EXERCISE AIM: Output the line containing "Target: white ceiling", then every remaining line of the entries below, exactly as written and with no other text.

(Collected data)
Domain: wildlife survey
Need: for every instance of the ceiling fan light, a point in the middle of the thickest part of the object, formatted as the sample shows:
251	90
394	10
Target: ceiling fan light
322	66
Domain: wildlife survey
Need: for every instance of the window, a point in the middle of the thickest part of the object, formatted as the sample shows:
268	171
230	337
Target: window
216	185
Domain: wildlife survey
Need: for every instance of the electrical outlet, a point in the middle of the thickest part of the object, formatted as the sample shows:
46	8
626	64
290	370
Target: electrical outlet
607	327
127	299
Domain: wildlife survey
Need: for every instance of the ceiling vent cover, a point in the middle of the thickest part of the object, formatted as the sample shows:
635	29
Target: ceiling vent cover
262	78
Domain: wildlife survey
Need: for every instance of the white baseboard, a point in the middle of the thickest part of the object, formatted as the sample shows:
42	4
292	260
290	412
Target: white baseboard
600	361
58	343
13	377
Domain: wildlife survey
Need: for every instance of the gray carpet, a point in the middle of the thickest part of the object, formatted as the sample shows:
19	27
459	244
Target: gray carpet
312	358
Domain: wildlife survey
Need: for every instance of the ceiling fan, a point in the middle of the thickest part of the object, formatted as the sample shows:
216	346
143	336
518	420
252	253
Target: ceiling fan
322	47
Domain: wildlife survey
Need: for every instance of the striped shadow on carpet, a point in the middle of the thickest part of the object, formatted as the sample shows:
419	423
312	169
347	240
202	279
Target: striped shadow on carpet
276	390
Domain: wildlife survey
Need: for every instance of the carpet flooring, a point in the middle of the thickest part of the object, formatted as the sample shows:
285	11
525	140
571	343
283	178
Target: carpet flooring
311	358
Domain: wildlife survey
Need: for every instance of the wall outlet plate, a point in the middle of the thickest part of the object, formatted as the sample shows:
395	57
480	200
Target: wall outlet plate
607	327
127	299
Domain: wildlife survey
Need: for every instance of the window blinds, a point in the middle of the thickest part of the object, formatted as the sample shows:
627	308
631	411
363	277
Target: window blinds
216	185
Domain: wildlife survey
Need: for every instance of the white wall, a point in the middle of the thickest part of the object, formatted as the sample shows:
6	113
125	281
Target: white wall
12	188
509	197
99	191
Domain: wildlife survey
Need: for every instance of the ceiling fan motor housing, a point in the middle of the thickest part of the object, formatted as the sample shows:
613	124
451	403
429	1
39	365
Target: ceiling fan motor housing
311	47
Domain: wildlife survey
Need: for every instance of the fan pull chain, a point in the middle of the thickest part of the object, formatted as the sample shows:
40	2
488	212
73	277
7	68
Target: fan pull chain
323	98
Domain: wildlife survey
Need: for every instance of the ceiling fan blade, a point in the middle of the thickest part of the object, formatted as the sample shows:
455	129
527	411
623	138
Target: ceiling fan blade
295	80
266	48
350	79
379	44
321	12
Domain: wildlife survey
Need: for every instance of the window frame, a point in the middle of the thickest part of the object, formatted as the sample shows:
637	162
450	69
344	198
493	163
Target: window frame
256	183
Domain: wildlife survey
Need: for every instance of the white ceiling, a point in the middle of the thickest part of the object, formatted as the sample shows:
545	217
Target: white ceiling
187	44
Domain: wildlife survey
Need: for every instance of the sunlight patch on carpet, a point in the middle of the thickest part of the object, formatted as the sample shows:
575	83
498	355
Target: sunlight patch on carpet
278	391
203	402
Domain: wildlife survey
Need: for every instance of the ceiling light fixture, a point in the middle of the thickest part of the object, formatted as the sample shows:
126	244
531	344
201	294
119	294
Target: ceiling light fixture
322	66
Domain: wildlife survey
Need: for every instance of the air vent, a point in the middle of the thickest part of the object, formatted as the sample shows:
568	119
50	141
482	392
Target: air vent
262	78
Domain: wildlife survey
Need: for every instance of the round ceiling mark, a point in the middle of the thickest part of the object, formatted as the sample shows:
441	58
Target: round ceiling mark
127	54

TASK ANSWER:
Target: white ceiling
187	44
Domain: wildlife survey
Need: for every instance of the sunlight patch on carpet, a point in the middle of the thickest part of the object, formatted as the sample shows:
575	83
498	355
Target: sunlight patch on carpet
278	391
203	402
Domain: wildlife survey
Need: for every instance of the ceiling light fixture, a point in the middle of the thickest part of the object, formatted as the sample shows:
126	244
531	344
201	294
119	294
Target: ceiling light fixture
322	66
Domain: wildlife survey
Need: for every instance of the air vent, a point in the middle of the thickest part of the object, formatted as the sample shows:
568	119
50	141
482	392
Target: air vent
262	78
Domain: wildlife survey
Need: for every instance of the round ceiling mark, a point in the middle of the thickest part of the object, formatted as the sample shows:
441	58
Target: round ceiling mark
127	54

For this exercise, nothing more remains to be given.